SET EXERCISE —
In the data that follows, find the line containing "Could you identify the mist"; then quote that line and every line after it, exactly, through the last one.

begin

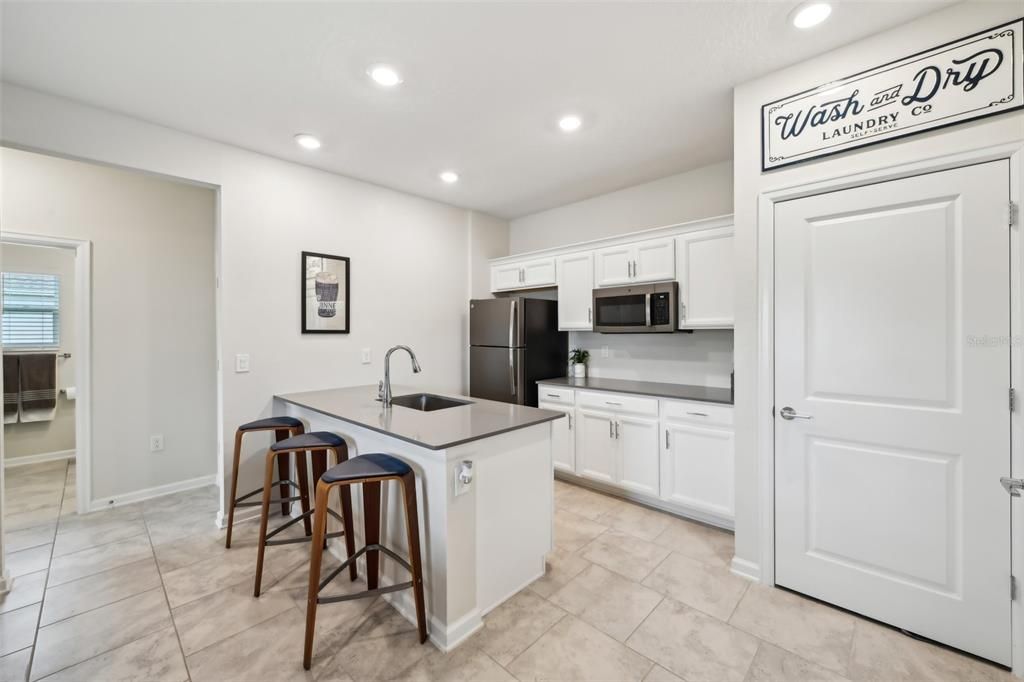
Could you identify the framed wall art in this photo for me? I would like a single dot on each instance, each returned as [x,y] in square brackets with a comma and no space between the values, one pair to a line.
[325,293]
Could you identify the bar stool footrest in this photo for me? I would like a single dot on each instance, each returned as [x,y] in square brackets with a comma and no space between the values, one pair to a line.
[360,552]
[259,491]
[366,593]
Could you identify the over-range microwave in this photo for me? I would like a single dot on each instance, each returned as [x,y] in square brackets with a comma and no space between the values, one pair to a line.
[641,308]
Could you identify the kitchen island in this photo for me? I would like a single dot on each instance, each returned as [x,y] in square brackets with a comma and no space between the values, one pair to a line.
[482,541]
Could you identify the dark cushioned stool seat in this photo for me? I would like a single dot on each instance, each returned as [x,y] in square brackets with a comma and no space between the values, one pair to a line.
[311,440]
[367,466]
[271,423]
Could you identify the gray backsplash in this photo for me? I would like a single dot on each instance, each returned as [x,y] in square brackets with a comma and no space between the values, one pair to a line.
[702,358]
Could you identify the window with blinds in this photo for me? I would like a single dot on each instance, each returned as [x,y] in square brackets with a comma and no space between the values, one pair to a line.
[31,310]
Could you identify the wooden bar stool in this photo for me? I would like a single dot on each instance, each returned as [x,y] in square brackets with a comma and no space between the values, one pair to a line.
[320,442]
[370,471]
[284,427]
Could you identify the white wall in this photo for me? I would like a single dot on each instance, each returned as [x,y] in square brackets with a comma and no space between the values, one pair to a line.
[154,353]
[702,193]
[928,32]
[56,435]
[701,358]
[409,257]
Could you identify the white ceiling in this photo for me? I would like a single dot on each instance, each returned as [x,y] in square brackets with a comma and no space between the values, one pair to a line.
[484,83]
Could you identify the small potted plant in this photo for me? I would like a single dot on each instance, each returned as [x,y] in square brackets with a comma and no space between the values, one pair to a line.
[579,357]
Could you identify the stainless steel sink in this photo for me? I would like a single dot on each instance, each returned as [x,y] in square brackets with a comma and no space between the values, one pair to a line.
[427,401]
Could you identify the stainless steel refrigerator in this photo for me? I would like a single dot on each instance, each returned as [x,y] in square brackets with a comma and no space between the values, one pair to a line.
[513,343]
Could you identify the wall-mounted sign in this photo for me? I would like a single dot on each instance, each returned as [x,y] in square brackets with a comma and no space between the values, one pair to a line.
[968,79]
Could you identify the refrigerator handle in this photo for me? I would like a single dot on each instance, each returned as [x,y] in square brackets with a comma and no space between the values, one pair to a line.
[512,369]
[512,325]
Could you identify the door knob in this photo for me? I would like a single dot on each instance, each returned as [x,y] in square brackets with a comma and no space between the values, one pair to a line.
[790,414]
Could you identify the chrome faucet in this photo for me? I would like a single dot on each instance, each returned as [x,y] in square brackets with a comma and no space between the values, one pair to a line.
[384,389]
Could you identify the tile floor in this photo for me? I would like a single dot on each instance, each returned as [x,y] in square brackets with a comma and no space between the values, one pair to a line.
[147,592]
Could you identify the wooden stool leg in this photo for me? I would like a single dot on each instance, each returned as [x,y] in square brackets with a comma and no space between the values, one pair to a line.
[349,528]
[286,507]
[315,556]
[264,513]
[235,487]
[413,529]
[300,465]
[372,527]
[320,467]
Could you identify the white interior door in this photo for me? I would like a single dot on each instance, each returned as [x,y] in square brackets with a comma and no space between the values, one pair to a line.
[887,482]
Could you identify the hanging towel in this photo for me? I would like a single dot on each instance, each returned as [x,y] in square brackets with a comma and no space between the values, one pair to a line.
[10,384]
[39,387]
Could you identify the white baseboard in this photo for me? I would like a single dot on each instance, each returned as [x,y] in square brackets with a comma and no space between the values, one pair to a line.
[150,493]
[744,568]
[240,516]
[9,462]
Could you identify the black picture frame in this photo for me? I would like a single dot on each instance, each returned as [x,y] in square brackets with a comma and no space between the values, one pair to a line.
[314,293]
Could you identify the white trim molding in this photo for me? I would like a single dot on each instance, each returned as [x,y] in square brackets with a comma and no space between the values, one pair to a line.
[150,493]
[26,460]
[82,352]
[744,568]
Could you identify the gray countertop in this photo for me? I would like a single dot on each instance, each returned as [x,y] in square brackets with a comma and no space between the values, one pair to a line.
[656,389]
[434,430]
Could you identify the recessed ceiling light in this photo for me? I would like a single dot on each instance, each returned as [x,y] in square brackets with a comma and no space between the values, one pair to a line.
[384,75]
[810,14]
[569,123]
[307,141]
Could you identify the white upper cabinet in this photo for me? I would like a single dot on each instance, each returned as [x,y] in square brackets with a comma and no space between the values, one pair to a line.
[576,289]
[706,273]
[655,260]
[508,275]
[539,272]
[523,274]
[650,260]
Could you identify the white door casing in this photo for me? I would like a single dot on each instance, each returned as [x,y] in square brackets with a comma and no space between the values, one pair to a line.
[890,300]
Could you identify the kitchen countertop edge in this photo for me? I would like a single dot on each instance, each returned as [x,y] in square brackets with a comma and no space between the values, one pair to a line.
[648,388]
[419,443]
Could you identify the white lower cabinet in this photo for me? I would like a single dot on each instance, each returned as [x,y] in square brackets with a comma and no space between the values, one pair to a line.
[677,455]
[564,438]
[638,454]
[596,444]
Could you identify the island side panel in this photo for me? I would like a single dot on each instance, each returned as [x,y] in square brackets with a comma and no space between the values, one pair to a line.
[512,501]
[429,467]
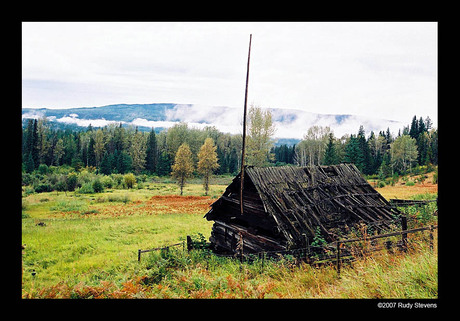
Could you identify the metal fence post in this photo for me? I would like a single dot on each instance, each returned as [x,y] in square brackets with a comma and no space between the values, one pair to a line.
[404,234]
[338,258]
[431,238]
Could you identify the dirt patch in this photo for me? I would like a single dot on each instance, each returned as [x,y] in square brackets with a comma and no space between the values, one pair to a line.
[160,204]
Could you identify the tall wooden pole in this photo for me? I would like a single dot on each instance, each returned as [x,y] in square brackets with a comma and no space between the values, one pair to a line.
[244,127]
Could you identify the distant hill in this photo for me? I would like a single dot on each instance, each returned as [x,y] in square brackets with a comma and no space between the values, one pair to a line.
[290,123]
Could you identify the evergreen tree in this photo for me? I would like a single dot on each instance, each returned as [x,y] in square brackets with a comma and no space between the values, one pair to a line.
[124,162]
[207,162]
[151,153]
[106,164]
[163,164]
[183,166]
[91,155]
[353,153]
[414,131]
[330,156]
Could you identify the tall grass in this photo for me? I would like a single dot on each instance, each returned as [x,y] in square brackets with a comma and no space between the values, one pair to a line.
[95,256]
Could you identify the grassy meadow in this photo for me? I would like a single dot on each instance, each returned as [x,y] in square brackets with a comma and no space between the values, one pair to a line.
[85,246]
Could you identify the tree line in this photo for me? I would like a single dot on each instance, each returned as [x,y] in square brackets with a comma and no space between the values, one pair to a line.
[382,153]
[115,149]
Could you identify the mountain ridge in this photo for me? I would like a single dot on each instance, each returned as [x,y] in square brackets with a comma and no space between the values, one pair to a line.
[290,123]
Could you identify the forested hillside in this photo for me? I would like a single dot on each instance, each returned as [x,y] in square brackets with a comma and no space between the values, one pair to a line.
[117,149]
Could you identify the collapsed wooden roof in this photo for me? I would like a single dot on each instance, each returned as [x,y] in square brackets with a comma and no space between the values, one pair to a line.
[282,205]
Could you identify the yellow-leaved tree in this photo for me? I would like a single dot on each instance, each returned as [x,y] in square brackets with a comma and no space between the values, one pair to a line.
[207,162]
[183,165]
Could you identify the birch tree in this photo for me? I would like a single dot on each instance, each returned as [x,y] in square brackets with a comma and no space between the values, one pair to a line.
[207,162]
[183,166]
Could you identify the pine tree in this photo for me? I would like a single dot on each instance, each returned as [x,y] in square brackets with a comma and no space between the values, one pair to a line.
[207,162]
[183,165]
[353,154]
[330,156]
[151,153]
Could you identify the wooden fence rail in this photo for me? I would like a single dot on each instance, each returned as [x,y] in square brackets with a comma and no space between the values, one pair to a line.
[403,234]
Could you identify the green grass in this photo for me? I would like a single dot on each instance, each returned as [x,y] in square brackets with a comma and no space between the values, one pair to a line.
[82,252]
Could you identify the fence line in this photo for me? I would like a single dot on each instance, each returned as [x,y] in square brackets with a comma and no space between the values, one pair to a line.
[304,252]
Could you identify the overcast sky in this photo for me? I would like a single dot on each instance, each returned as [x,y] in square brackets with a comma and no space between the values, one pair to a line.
[385,70]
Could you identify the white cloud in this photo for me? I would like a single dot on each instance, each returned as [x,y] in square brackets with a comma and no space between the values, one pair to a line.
[384,70]
[73,119]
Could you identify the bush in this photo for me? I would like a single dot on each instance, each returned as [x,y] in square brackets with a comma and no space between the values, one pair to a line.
[43,169]
[43,187]
[130,180]
[117,179]
[98,187]
[107,181]
[86,188]
[71,181]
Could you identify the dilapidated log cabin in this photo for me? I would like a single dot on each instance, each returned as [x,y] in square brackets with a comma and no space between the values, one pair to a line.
[284,206]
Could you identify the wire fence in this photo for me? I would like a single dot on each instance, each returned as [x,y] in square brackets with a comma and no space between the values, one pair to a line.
[336,253]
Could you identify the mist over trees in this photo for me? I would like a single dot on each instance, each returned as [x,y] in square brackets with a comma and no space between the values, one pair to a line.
[115,149]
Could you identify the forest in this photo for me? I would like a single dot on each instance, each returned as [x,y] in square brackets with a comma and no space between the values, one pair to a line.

end

COMPLETE RESPONSE —
Could you identify the mist over trees in this photo for me? I would like a single dot on each instance, each returned as [x,y] in square brackets with a comma and no space between the values, one pair to a line.
[115,149]
Could you identify the forest in this photo for me? I would like a single dot on each instance, each returned as [x,y] in square brackets with a comma and no space between the values, one pair to a line.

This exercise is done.